*Data provided:*
start

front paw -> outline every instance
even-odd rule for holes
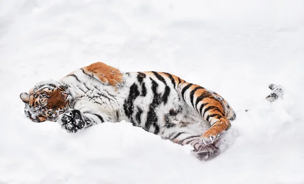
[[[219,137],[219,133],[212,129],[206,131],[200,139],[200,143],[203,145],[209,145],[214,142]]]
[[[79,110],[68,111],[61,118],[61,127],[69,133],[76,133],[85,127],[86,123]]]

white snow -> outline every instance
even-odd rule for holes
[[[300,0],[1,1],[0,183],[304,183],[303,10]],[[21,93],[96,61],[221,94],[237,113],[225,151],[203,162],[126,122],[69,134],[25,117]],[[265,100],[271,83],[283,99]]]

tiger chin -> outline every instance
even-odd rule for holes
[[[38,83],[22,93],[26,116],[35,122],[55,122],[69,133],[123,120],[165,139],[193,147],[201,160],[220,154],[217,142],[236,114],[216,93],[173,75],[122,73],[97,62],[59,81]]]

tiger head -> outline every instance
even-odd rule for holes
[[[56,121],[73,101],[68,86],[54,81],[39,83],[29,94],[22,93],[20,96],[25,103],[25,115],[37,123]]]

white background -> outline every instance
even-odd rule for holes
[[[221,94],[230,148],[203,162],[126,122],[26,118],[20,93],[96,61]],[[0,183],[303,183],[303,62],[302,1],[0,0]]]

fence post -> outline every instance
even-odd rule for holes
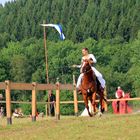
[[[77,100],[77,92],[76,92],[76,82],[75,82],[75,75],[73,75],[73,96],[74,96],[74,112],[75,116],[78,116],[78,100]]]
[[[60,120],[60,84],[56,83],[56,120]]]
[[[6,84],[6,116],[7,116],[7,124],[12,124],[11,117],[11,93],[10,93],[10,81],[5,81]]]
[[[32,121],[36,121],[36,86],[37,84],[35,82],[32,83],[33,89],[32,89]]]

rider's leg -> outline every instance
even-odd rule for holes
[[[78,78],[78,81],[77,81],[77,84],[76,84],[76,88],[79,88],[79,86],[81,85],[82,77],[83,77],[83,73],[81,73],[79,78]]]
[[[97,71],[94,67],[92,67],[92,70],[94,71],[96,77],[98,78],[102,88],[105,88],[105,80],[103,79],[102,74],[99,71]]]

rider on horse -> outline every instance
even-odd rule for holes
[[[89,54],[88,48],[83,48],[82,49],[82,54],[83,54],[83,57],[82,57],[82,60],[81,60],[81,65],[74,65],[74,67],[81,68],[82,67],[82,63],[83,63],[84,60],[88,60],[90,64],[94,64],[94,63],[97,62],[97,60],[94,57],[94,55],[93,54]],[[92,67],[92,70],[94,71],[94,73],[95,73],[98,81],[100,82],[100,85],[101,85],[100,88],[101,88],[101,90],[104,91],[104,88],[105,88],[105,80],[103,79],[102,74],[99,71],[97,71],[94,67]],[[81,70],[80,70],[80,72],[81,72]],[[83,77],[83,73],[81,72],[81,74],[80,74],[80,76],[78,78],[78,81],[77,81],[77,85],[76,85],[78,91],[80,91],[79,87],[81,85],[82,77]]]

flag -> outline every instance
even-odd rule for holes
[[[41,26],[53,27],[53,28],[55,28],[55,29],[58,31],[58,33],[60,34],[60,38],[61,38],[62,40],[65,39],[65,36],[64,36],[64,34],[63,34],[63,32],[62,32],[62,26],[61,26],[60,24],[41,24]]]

end
start

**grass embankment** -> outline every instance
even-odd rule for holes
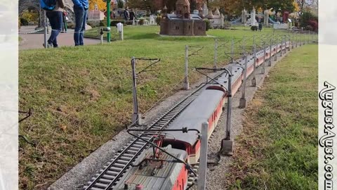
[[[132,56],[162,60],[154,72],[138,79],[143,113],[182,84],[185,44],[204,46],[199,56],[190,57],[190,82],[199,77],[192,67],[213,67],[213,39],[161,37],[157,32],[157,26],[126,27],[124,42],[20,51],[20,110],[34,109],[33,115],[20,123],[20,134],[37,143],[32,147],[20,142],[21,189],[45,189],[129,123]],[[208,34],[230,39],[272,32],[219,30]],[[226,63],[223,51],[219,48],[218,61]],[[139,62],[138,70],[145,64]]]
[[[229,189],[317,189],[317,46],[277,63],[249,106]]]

end
start

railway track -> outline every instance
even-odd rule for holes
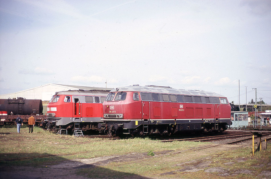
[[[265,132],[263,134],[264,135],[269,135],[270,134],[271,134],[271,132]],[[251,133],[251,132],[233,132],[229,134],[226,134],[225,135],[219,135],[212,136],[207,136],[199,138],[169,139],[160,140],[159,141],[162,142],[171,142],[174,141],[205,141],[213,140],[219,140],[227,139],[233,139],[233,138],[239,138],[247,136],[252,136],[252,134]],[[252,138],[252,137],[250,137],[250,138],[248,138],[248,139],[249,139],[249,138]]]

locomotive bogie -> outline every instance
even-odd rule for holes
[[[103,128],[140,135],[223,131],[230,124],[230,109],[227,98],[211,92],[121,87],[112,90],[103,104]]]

end

*The exercise:* Pull out each line of the data above that contains the word "every", matching its case exactly.

*Final result:*
front paw -> outline every instance
white snow -> outline every instance
tiger chin -> outline every instance
tiger head -> outline every instance
white background -> outline every instance
fence post -> outline every instance
rider's leg -> outline every instance
rider on horse -> outline every instance
flag -> outline every instance
**grass embankment** -> outline every instance
railway track -> outline every instance
locomotive bogie -> outline every instance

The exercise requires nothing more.